Set exercise: Write out exactly the lines between the line containing "the blurred green" and the end of the records, counting both ends, and leave out all pictures.

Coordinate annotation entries
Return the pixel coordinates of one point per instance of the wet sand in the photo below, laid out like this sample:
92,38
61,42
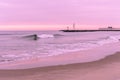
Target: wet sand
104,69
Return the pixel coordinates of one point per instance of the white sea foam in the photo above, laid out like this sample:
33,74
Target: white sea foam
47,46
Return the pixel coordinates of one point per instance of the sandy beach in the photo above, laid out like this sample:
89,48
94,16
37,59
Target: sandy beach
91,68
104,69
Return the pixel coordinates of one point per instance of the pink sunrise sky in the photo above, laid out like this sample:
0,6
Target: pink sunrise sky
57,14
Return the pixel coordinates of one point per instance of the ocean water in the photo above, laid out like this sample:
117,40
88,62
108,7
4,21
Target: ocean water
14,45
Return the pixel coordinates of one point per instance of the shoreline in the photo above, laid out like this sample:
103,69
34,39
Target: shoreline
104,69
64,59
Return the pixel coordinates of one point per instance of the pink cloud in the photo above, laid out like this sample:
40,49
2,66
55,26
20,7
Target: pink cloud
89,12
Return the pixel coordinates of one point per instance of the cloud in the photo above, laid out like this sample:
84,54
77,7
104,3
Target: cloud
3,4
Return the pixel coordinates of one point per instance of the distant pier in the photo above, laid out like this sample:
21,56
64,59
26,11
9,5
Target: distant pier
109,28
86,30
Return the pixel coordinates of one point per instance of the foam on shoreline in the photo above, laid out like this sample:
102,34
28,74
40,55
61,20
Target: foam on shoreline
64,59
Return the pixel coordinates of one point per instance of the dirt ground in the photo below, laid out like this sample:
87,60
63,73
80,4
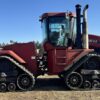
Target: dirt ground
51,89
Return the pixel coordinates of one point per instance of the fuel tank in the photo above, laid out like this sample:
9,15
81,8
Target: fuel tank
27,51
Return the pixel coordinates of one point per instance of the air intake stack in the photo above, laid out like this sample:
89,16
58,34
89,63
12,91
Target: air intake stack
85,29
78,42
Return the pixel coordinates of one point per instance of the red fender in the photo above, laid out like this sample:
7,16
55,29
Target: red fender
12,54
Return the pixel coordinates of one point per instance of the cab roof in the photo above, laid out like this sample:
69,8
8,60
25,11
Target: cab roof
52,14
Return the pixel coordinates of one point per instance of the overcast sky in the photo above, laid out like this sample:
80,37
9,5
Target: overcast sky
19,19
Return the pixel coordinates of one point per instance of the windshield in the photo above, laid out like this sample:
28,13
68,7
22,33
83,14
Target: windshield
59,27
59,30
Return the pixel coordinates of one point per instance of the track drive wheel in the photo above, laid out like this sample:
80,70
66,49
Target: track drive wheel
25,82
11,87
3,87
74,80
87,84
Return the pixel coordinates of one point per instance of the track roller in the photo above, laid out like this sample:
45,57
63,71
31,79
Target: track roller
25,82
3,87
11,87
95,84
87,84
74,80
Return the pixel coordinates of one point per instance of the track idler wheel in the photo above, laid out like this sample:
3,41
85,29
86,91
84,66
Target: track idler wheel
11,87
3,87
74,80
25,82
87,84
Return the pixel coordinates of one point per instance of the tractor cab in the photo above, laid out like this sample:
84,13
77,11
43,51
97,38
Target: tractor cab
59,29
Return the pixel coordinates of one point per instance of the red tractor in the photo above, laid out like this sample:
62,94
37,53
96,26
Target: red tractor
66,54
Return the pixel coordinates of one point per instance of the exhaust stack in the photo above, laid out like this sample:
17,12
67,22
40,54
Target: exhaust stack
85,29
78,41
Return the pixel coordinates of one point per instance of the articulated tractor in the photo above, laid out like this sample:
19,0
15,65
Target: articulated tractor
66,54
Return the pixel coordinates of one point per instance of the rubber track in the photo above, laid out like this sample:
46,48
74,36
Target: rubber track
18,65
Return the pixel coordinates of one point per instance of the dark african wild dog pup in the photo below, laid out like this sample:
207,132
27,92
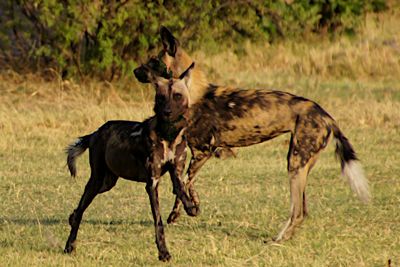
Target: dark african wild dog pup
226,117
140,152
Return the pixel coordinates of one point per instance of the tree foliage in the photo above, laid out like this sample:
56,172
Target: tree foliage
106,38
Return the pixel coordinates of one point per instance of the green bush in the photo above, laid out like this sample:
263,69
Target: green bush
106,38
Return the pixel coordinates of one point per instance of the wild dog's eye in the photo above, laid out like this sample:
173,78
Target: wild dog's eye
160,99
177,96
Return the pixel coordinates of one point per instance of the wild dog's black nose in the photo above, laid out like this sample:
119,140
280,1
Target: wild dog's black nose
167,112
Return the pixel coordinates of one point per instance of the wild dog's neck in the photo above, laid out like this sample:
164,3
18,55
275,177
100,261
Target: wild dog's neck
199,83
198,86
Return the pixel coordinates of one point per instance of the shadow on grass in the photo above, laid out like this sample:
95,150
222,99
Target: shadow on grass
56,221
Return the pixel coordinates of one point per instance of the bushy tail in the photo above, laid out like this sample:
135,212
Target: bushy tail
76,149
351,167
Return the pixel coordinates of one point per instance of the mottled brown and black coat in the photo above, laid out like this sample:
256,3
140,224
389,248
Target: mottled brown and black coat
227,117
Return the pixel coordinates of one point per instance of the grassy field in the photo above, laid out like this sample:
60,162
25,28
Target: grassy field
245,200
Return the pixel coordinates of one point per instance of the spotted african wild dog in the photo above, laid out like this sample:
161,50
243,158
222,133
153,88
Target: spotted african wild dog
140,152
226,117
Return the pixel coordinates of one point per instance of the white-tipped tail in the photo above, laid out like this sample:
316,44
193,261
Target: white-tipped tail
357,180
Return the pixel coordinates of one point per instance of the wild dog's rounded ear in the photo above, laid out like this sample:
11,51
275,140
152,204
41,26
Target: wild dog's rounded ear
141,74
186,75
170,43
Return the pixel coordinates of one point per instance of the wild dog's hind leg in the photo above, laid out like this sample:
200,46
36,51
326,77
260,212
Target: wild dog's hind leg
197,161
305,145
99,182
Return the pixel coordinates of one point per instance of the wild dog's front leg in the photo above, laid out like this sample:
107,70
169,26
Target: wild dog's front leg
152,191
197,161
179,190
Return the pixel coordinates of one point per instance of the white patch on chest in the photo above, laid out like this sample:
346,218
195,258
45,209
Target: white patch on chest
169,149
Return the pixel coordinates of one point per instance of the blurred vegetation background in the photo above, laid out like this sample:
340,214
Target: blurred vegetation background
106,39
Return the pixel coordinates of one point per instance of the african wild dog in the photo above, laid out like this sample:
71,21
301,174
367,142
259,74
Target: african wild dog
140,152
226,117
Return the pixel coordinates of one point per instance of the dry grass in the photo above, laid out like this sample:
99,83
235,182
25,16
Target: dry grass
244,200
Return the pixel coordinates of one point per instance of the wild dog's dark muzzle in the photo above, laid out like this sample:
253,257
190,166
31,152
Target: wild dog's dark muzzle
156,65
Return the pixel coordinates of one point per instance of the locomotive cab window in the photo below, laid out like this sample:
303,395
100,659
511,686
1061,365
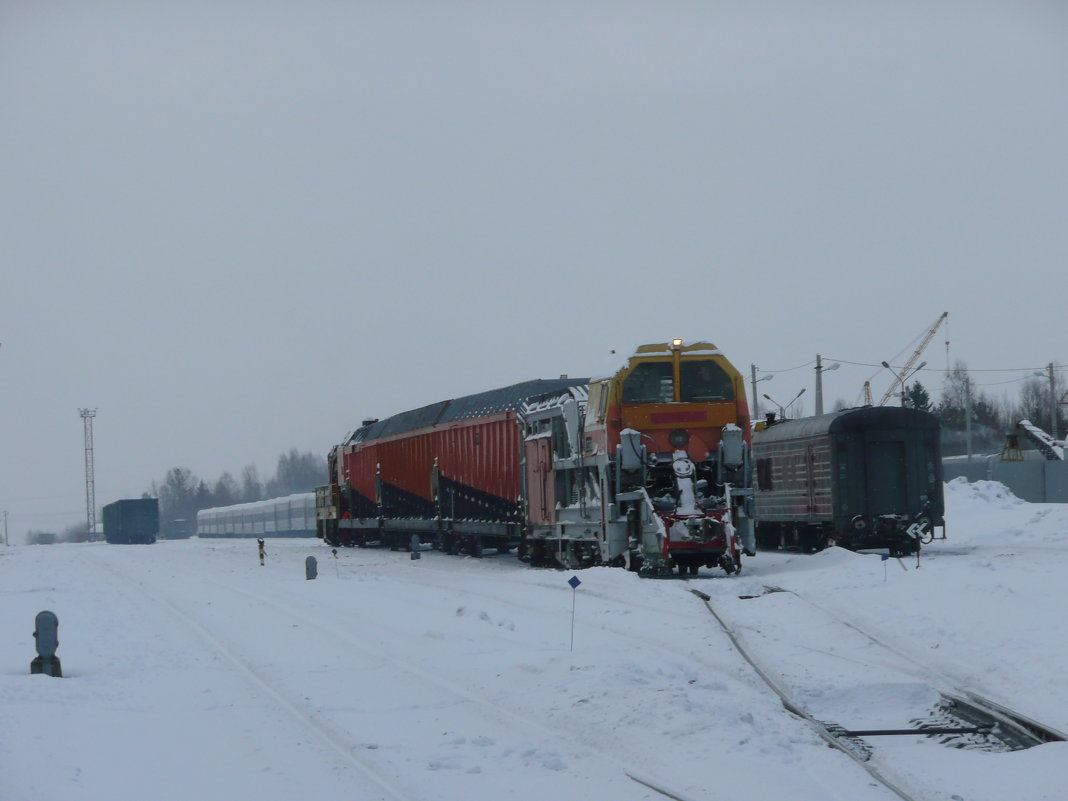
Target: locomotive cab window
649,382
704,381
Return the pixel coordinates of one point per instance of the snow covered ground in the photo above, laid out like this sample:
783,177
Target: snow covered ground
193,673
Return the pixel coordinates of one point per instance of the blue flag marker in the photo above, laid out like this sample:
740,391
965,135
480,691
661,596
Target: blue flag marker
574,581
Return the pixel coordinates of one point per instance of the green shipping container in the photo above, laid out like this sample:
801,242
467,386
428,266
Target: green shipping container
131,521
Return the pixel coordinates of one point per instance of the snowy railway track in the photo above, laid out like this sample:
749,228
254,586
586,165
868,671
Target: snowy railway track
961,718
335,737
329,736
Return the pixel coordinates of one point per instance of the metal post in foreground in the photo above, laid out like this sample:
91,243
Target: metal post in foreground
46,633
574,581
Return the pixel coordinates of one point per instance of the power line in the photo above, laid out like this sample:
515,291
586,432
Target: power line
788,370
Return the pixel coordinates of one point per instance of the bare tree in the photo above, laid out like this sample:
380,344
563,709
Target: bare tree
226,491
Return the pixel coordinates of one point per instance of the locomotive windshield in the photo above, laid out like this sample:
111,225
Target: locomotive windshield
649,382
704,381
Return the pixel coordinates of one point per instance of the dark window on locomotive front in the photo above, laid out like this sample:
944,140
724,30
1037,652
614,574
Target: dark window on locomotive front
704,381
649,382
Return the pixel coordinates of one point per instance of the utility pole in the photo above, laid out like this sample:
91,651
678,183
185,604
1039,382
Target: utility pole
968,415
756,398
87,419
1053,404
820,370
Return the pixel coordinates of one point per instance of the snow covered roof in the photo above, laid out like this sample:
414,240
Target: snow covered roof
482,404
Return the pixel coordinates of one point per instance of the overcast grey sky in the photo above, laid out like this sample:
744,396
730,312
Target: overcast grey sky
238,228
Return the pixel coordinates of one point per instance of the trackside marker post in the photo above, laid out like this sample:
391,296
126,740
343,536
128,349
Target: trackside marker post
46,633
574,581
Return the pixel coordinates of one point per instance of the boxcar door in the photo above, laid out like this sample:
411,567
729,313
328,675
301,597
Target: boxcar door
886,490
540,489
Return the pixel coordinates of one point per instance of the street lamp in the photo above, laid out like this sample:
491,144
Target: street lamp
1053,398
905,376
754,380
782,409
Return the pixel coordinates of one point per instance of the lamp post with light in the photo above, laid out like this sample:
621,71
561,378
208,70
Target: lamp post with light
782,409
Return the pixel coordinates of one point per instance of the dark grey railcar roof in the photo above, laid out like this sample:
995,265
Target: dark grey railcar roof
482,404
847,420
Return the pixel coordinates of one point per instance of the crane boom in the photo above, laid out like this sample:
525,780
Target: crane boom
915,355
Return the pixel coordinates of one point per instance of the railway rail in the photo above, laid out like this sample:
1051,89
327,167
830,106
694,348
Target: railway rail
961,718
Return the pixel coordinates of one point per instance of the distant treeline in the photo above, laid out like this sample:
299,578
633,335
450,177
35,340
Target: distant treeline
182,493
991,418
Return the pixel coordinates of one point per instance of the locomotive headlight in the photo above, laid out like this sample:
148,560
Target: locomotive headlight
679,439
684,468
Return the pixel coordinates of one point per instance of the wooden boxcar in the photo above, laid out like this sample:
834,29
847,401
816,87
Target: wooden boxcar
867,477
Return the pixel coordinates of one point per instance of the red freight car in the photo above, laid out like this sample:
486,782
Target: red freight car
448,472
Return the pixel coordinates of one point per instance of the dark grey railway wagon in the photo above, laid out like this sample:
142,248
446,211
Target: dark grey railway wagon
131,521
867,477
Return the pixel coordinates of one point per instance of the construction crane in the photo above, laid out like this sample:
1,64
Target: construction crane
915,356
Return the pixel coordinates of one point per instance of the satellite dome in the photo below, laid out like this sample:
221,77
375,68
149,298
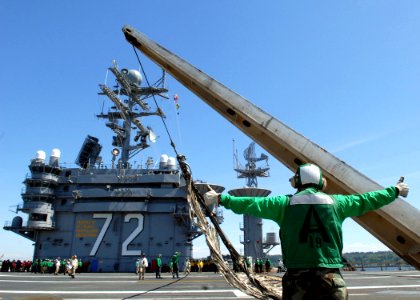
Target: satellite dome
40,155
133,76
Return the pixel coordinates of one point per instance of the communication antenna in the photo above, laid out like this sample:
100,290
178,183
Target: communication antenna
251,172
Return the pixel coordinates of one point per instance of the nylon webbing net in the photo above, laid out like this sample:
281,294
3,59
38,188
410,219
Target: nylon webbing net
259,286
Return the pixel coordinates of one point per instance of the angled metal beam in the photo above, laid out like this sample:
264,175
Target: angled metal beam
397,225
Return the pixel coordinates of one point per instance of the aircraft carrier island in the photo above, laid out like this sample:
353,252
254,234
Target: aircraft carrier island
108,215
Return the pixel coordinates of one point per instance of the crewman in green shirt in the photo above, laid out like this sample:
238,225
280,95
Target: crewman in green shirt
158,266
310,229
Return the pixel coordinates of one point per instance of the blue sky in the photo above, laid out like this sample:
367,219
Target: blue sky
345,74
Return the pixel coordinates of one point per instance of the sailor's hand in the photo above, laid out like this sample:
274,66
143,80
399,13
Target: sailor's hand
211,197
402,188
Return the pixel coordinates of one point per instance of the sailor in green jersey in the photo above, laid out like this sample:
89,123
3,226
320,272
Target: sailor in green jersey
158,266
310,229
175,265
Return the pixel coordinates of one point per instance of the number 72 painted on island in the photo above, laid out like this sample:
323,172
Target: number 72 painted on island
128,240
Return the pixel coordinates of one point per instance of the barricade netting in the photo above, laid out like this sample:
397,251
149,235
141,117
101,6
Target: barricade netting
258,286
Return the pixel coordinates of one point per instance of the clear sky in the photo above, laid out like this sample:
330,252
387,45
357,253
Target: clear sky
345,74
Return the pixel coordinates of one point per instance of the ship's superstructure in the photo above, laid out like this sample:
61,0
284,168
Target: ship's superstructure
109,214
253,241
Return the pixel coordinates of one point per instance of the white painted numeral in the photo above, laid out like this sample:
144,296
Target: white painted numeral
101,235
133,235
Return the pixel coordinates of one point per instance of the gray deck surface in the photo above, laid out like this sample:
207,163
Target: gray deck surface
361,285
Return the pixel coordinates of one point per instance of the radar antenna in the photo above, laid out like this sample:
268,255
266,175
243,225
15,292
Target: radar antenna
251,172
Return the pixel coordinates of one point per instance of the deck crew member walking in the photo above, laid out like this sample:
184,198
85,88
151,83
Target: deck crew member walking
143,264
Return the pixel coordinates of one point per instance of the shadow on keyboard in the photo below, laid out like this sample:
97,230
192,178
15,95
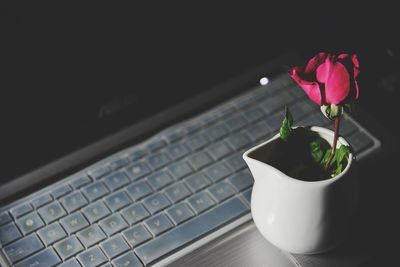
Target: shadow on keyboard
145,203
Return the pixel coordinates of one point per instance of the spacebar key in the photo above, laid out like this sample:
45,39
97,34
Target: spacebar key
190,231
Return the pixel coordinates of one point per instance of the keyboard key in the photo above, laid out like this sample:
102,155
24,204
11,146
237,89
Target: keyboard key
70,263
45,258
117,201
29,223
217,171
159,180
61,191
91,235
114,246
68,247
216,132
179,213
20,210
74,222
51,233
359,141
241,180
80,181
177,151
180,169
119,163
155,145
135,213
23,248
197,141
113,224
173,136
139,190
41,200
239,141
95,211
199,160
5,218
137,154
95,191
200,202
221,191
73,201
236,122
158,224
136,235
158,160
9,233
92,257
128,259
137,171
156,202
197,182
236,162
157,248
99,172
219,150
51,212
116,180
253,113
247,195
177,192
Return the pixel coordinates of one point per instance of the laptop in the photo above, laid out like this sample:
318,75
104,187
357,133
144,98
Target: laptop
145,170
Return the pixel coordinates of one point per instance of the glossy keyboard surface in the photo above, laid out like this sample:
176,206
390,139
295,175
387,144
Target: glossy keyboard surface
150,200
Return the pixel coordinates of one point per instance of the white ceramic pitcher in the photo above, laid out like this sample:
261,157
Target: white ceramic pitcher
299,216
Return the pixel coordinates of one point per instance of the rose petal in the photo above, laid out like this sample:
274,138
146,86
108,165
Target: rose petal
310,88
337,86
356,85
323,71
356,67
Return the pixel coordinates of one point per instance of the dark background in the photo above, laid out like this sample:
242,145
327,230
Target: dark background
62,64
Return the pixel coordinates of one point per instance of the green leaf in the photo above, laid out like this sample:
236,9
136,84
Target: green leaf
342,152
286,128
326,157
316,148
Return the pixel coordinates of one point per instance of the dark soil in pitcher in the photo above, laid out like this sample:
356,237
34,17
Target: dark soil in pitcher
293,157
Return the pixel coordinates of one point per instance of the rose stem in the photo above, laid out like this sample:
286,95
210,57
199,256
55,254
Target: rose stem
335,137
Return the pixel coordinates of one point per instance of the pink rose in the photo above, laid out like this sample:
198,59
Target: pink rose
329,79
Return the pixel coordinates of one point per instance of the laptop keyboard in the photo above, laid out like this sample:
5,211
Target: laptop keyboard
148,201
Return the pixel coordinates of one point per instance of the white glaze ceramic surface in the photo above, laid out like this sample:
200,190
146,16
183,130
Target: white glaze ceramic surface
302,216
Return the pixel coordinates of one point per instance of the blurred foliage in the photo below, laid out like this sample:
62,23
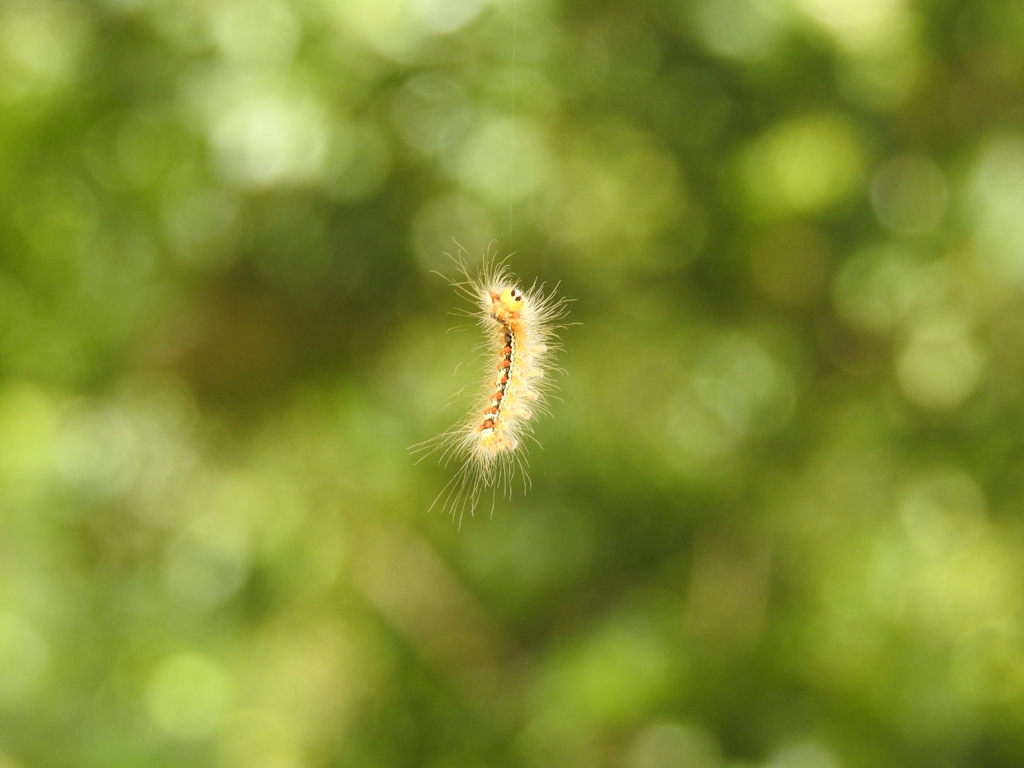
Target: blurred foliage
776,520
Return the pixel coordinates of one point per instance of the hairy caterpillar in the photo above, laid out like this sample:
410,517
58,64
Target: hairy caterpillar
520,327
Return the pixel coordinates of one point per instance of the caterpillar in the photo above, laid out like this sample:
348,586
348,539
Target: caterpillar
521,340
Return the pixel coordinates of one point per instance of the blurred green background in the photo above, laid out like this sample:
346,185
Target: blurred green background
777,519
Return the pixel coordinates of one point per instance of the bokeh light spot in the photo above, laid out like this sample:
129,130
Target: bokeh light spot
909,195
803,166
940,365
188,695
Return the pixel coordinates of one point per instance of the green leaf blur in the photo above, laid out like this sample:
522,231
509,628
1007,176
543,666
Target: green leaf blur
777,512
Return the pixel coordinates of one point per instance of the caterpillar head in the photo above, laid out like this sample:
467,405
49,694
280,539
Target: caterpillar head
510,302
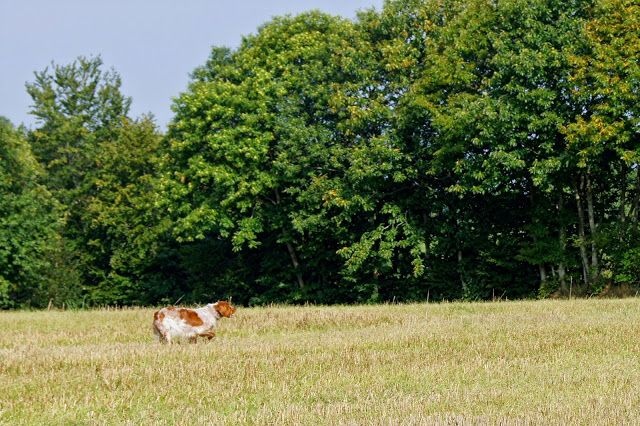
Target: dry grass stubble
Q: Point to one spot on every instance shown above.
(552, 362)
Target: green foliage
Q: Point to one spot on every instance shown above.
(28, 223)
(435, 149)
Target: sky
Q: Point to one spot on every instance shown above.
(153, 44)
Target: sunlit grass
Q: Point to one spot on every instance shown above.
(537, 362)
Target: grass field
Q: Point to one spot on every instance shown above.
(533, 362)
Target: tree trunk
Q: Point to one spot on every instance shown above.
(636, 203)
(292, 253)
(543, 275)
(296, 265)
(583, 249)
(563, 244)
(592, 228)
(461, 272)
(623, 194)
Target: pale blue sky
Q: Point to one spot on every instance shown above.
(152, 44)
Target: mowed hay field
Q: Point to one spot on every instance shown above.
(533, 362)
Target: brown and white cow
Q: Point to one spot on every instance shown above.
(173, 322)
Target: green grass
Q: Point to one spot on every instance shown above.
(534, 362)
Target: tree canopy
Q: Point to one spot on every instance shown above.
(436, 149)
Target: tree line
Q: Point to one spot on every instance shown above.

Correct result:
Return the pixel coordinates of one point per instance of the blurred green background in the photo above, laid out like this sample:
346,185
Target: blurred green background
777,519
Return the pixel coordinates of one point per instance of the bokeh light spot in the photo above, laid out like this sample:
129,130
Target: bokeh light spot
909,195
803,166
940,365
188,695
Return the pixel coordinates of one point per instance of the green leaf blur in the photo above, laid out like this sample:
522,231
509,628
1007,176
543,666
Target: green leaf blur
777,512
Return the pixel coordinates of one point per instance of the caterpillar head in the photo above, laid out like this sample:
467,405
49,694
280,539
Target: caterpillar head
510,302
Target: dry grass stubble
Q: Point to one spot on every instance shown above.
(552, 362)
Target: green foliage
Q: Point to one spot on every instance shown above.
(28, 223)
(435, 149)
Target: sky
Q: Point to one spot on every instance shown above.
(153, 44)
Target: sunlit grass
Q: Point to one spot on every instance shown above.
(537, 362)
Target: grass field
Q: Point to one spot on every instance shown above.
(533, 362)
Target: tree trunk
Q: Point to one spot on every instance shown above.
(636, 203)
(292, 253)
(543, 275)
(296, 265)
(583, 249)
(563, 244)
(592, 228)
(461, 272)
(623, 194)
Target: pale blue sky
Q: Point to one spot on every instance shown above.
(152, 44)
Target: mowed hay field
Q: Point to one spot on every instance shown above.
(533, 362)
Target: brown and white cow
Q: Point to one spot on every instance shown above.
(173, 322)
Target: green grass
Q: Point to one spot on every instance shown above.
(534, 362)
Target: tree canopy
Q: Point to one spot on every instance shown above.
(436, 149)
Target: tree line
Q: Point to one spot on every instance shown above.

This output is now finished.